• Brief a: Please render the records as a JSON list of strings, everything from the start of the records down to the line containing "0, 61, 147, 230", one string per line with blank lines left out and the pictures omitted.

• Extract to read:

- Category: Dog Treats
- Published: 27 Sep 2023
- Author: Ruchi
Getting a new pet home is super exciting for the human pack. On the other hand, it is quite stressful for the dog. As for a new dog, it will be the first time he’s seeing your kitchen, living room etc. Everything is a first for him. It may feel lost and confused. Patience and understanding are the most important virtues that you must display. Often dogs tend to follow the 3-3-3 rule: 3 days of feeling nervous and overwhelmed, 3 weeks to settle in and finally 3 months of trusting you and forming the bond of love. Thus, understanding how to manage pet introductions, can help to create a lifetime of harmony.
When you get a puppy or an adult dog home, remember that you are virtual strangers who are yet to become best friends. The first few days in the new home can be very stressful for the dog. Adult/ rescued dogs with an unknown past may find your home to be a very different place, they are not used to it. Here are some tips that will help you introduce a new pet in your home and help the puppy settle down and feel safe.
# Gather new supplies –
This must be done before the puppy arrives home. If you have been very conscientious you would have probably already arranged for a food and water bowl, puppy gates, leash, collar, treats, food, bed and mattress, some toys etc are absolute new dog essentials.
Most puppies are not toilet trained, house trained or chew trained. Do not wait to find this information either. Assume the worst and keep all your prized possessions away. You will also need good quality absorbent mats to place inside the puppy crate or bed.
PFT Smart Tip: Start with toilet training the moment your new puppy or adult dog is home. Do not leave it unsupervised at home.
# Take your new dog to the toilet area every few hours –
This will ensure that your new dog knows where to relieve himself. Take him to the area often during the first 24 to 48 hours.
# Get a sheet or blanket that smells familiar –
Get something that smells familiar. You can ask the shelter or breeder that smells of the mother or littermates. Keep this on the puppy bed or crate so that he has something to snuggle with.

• Brief b: Pick up the article on bringing a new dog home where it stops and keep writing it.

• Input material:
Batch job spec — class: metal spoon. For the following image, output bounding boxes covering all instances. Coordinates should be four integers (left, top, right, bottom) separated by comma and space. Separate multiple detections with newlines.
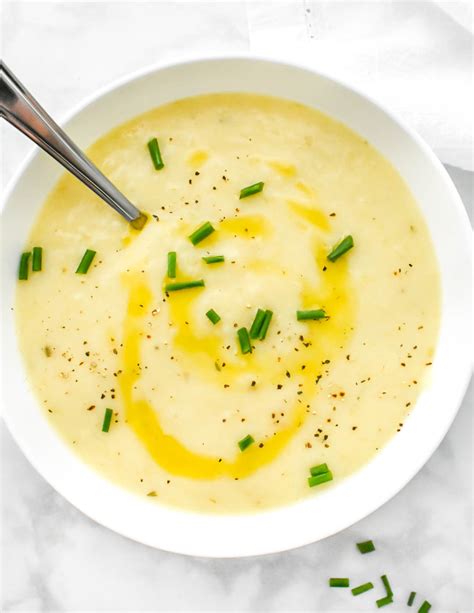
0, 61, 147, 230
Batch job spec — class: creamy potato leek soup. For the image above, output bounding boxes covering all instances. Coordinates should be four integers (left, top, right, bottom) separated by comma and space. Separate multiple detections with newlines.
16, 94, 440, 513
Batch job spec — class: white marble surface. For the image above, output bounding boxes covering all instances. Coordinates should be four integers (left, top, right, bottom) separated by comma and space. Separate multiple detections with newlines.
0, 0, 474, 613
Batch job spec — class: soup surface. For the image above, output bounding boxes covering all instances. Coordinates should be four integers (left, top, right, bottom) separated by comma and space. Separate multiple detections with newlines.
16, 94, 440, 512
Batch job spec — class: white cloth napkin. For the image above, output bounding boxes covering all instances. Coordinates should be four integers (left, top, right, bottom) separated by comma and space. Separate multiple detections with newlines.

• Task result a:
[
  "Batch job spec — class: metal spoon. For the following image, output bounding boxes covering all instances. Coordinates should be four integers (left, top, right, bottom) separated by comma and space. Separate multiple detections with newlines.",
  "0, 61, 147, 230"
]

• Task result b:
Do you already have a pet or an adult dog? It will benefit from being introduced in a neutral territory like a park or any other location which your adult dog is not territorial about.
# Children –
Getting a pet is a very exciting event for children but their enthusiasm must be supervised and controlled. The new pet must not be crowded by them or forced to interact. Rather encourage them to sit down with a small treat on their open palm and call the puppy one by one. Teach them to respect dogs’ food, treats and toys. Teach them how to pet or stroke the pet. Let the puppy know the children, at a pace it is comfortable with. Teach the kids to leave the pet alone when it's sleeping or simply lying down.
# Never leave a pet ‘Home Alone’ -
Take a few days off work to spend some time with your four-legged companion and to help the puppy settle in. Do not leave them in a strange courtyard or terrace or large halls unsupervised. Just hang out with the dog while he explores his new home. Let the puppy take its own time exploring. Provide him a comfortable warm bed, chewy toy and clean water.
# Establish rules –
Remember dogs aren’t born knowing the household rules, it is something you must teach them. It must be understood that puppies are still learning communication. But this does not mean that they don’t understand the rules yet, they have a lot to learn.
It is good to have some consistent rules. Start working on them as soon as you get your pup home. The entire family must know and follow the rules. Teaching the dog home rules will enable the dog and the family to live together in harmony. Use positive motivation training techniques like reward-based training (give a treat for good behaviour). This will help form a strong and loving bond with mutual respect for each other.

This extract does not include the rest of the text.